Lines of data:

════════════════════

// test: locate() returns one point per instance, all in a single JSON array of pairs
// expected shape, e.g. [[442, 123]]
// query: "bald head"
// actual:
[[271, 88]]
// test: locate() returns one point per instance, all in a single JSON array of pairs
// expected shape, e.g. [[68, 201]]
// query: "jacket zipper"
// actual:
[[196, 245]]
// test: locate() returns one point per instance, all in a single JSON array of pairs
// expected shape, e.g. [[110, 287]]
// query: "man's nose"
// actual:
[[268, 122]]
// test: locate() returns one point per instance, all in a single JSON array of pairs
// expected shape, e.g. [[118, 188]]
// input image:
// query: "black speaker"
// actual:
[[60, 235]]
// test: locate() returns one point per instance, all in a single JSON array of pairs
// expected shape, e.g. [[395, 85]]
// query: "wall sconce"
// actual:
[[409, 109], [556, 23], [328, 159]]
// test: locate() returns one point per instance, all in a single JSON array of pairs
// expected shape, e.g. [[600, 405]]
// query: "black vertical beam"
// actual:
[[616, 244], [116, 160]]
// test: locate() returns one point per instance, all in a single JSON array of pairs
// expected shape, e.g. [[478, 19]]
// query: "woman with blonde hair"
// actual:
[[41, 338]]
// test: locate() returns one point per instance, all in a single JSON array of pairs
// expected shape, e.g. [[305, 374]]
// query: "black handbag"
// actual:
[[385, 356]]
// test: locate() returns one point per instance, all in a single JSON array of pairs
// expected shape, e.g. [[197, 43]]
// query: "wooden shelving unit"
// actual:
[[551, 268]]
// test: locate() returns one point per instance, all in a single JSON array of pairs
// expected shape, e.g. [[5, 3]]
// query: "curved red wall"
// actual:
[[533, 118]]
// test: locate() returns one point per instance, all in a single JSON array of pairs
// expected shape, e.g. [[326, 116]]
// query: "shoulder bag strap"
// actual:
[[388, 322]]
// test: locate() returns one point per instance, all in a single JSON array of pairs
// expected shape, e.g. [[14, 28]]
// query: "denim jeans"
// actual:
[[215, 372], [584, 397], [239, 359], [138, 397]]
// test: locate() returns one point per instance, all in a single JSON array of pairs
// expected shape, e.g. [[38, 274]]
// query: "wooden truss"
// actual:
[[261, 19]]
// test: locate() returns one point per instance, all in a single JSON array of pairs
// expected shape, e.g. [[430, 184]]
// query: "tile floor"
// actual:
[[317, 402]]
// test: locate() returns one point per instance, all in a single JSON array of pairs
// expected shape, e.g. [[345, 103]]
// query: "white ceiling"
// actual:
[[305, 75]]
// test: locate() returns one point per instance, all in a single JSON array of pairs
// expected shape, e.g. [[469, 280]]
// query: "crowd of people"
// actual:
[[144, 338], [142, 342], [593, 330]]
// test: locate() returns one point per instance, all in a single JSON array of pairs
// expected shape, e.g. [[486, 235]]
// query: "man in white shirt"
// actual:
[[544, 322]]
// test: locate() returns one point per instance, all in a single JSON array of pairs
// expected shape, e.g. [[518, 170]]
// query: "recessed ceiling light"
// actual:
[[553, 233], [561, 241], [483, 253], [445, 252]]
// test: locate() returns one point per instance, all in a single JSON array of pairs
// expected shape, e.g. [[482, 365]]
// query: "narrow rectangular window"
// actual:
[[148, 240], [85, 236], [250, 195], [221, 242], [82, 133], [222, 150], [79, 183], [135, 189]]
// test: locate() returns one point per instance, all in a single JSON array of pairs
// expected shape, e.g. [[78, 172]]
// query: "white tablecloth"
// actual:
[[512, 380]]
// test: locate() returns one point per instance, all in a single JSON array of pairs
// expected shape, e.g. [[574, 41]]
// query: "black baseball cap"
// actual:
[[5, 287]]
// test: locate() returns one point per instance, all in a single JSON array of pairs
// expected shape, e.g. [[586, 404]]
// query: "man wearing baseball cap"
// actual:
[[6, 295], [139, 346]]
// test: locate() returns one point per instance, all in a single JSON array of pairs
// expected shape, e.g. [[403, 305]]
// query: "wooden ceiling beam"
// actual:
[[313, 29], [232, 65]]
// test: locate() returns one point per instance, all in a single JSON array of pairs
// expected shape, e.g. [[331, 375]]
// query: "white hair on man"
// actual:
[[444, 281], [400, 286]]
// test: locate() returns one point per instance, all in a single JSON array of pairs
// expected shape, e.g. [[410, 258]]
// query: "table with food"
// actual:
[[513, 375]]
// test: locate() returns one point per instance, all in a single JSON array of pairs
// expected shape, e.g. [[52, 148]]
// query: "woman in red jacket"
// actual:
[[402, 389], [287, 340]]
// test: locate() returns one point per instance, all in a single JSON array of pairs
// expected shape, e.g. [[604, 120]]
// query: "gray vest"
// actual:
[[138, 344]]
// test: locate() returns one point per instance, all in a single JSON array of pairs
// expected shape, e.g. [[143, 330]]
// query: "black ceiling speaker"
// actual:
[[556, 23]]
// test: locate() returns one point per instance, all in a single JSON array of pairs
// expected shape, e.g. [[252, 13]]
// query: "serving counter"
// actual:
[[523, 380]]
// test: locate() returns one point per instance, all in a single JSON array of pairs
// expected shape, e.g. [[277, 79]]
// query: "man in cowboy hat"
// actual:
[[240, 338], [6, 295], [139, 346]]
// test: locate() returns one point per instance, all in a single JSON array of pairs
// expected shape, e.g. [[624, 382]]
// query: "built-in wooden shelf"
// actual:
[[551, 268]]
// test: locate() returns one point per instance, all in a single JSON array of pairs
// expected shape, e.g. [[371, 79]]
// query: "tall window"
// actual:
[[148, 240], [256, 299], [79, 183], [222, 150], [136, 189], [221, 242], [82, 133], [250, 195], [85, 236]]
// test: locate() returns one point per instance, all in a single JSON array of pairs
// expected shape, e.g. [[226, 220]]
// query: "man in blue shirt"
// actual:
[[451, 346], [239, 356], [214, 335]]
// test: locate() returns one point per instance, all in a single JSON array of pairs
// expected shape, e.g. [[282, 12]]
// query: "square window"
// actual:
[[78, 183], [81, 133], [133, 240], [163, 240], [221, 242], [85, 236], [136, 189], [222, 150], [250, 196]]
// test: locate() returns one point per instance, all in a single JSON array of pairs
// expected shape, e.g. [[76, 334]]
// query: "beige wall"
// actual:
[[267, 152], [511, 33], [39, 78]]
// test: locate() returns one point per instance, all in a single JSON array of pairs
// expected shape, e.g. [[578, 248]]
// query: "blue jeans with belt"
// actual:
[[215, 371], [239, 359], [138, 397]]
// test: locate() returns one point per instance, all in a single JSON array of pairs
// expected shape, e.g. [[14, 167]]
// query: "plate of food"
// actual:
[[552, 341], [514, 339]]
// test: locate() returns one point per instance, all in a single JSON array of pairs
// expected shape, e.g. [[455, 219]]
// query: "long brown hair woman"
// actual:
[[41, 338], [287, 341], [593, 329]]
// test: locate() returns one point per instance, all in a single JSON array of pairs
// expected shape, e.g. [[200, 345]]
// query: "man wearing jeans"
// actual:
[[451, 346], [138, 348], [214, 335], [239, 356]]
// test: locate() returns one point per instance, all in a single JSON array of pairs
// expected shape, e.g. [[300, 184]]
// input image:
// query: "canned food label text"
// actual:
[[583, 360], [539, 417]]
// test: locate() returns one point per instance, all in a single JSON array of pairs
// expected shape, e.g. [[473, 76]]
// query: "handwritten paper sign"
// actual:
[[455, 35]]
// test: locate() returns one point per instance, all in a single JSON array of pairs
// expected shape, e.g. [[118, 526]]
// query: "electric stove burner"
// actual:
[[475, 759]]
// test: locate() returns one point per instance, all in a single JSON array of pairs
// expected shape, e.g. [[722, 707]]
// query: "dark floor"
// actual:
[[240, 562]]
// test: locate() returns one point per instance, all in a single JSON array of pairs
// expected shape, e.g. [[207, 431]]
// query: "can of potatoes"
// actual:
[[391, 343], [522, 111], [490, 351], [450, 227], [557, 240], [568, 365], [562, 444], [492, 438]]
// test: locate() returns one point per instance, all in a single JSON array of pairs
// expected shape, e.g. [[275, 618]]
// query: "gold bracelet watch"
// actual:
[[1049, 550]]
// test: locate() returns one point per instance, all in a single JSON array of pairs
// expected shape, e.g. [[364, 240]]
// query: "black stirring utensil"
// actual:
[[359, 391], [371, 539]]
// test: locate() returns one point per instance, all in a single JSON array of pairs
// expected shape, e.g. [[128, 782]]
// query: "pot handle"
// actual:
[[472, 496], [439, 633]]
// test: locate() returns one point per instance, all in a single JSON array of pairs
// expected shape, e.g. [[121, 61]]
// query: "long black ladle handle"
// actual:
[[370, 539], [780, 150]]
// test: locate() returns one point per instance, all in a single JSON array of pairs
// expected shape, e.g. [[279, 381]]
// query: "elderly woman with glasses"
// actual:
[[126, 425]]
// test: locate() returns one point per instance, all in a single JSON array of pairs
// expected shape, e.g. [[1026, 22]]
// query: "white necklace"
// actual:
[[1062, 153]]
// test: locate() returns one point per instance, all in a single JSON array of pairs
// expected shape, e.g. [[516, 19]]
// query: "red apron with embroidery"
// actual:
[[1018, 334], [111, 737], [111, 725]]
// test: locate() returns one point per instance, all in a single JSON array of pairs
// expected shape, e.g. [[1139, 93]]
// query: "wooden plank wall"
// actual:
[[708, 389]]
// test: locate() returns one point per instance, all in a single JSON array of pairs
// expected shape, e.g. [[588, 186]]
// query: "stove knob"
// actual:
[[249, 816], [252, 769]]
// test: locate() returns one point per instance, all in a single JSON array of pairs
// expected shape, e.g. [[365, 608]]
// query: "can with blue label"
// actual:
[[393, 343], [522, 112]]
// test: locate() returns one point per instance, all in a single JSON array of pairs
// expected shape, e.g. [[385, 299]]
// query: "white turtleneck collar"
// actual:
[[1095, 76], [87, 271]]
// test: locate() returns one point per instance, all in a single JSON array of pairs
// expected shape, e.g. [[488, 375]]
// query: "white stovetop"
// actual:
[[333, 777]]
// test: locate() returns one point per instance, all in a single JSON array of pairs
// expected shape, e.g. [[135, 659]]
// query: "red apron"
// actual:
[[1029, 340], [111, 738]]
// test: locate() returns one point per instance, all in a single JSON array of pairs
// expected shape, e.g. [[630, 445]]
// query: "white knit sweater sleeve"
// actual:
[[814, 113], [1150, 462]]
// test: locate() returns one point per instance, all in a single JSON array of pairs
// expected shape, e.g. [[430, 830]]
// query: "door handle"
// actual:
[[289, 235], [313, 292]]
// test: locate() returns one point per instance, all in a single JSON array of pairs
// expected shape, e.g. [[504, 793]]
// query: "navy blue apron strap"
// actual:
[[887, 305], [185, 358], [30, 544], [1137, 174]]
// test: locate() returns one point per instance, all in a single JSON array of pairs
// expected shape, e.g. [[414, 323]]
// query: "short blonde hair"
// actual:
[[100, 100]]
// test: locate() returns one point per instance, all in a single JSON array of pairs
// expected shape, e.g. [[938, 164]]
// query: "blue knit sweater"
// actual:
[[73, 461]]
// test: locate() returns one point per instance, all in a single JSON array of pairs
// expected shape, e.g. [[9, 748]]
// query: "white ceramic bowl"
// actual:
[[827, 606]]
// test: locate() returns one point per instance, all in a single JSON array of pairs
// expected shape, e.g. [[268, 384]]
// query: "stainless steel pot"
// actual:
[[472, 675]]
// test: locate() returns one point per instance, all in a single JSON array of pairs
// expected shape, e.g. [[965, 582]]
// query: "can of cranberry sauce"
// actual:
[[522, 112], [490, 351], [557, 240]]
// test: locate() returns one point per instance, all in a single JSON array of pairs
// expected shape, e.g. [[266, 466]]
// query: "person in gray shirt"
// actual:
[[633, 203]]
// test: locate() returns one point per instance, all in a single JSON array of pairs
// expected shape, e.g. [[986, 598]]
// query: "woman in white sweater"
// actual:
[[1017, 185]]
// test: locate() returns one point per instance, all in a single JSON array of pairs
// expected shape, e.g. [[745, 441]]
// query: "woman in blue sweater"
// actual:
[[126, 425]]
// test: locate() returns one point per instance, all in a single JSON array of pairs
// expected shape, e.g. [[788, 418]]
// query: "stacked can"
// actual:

════════════════════

Rewrite the stretch from the start of the material through the line containing "[[385, 356]]", changing every "expected shape" to "sample output" and leaving everything else untouched.

// test: locate() returns one point per instance, all in a single JSON array of pairs
// sample output, e.g. [[442, 123]]
// query: "bald head"
// actual:
[[271, 88]]
// test: locate() returns one point per instance, all in a single JSON array of pairs
// sample output, e.g. [[68, 201]]
// query: "jacket zipper"
// actual:
[[196, 245]]
// test: locate() returns one point per instance, all in a single JSON array of pairs
// sample output, e.g. [[110, 287]]
// query: "man's nose"
// actual:
[[268, 122]]
// test: locate() returns one point per instance, all in a single JSON array of pairs
// sample output, e.g. [[118, 188]]
// input image:
// query: "black speaker"
// actual:
[[60, 235]]
// test: locate() returns one point per instance, all in a single JSON array of pairs
// sample output, e.g. [[395, 85]]
// query: "wall sconce"
// actual:
[[409, 109], [556, 23], [328, 159]]
// test: locate() returns one point per instance, all in a single JSON array of pairs
// sample output, e.g. [[600, 405]]
// query: "black vertical beam"
// actual:
[[616, 244], [116, 160]]
// test: locate() returns one point per instance, all in a single JSON array of pairs
// sample output, e.g. [[478, 19]]
// query: "woman with blonde hair"
// actual:
[[41, 338]]
// test: locate() returns one point per instance, all in a single JSON array of pairs
// sample output, e.g. [[305, 374]]
// query: "black handbag"
// actual:
[[385, 356]]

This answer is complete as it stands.